• **TEXT EXTRACT**
========
I would say the target is perfectly centered, just that the timing is wrong. From principal alone I'd let all the sorry bastards find another job... they built the house of cards, let them suffer from its fall. Too bad I'd say for the blackmailing shits and their 'secret' lists. But agree that the prudent choice is not to do so at the present time, unfortunately.
As I wrote on March 20 at MF,
The outrage over $165 million in AIG bonuses is to distract people and the press from the real outrage with AIG.
AIG's financial products group operated under plain view of multiple regulators.
The government has effectively bailed the speculators that wrote CDOs with AIG's financial products group. Tens of billions have gone to speculators!
Why? Because many of the speculators, including Goldman Sachs, are pals with government bureaucrats. Surprised?
Then the political class made a deal to bring in Liddy, who had nothing to do with the mess, to clean up AIG. The political mandarins also approved the compensation scheme.
The people in the financial products group are now working to unravel the complex structures put in place in prior years.
Let me ask this. If these folks are not paid, who will do the job and who has the knowledge base to do the job? Barney Frank and Chris Dodd? Of course not.
Here is the take on the situation by the WSJ.
Luther, I suspect that most of the masters of the universe who originated this witches brew are long gone. It is the portfolio managers and supposed credit people who are working out the portfolio. If we fired all of them, there would be no one with the institutional knowledge that knew where all of the bodies are buried. The portfolio has been worked down from what I understand, but it still remains a major number.
AIG essentially had infinite leverage because it could write any number of CDS deals and collect the premiums without having to post collateral. This is where things came unglued.
========
• **RAW DATA**

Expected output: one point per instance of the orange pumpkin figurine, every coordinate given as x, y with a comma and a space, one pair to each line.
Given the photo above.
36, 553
========
• **WHAT TO DO**
1) In the AIG discussion, what amount of AIG bonuses is said to have caused outrage?
2) List every person the AIG discussion mentions by name.
3) Reproduce a passage of the AIG discussion word for word. Begin at the words "As I wrote on" and stop after "the compensation scheme.".

• **EXERCISE RESPONSES**
1) $165 million

2) Liddy, Barney Frank, Chris Dodd, Luther

3)
As I wrote on March 20 at MF,
The outrage over $165 million in AIG bonuses is to distract people and the press from the real outrage with AIG.
AIG's financial products group operated under plain view of multiple regulators.
The government has effectively bailed the speculators that wrote CDOs with AIG's financial products group. Tens of billions have gone to speculators!
Why? Because many of the speculators, including Goldman Sachs, are pals with government bureaucrats. Surprised?
Then the political class made a deal to bring in Liddy, who had nothing to do with the mess, to clean up AIG. The political mandarins also approved the compensation scheme.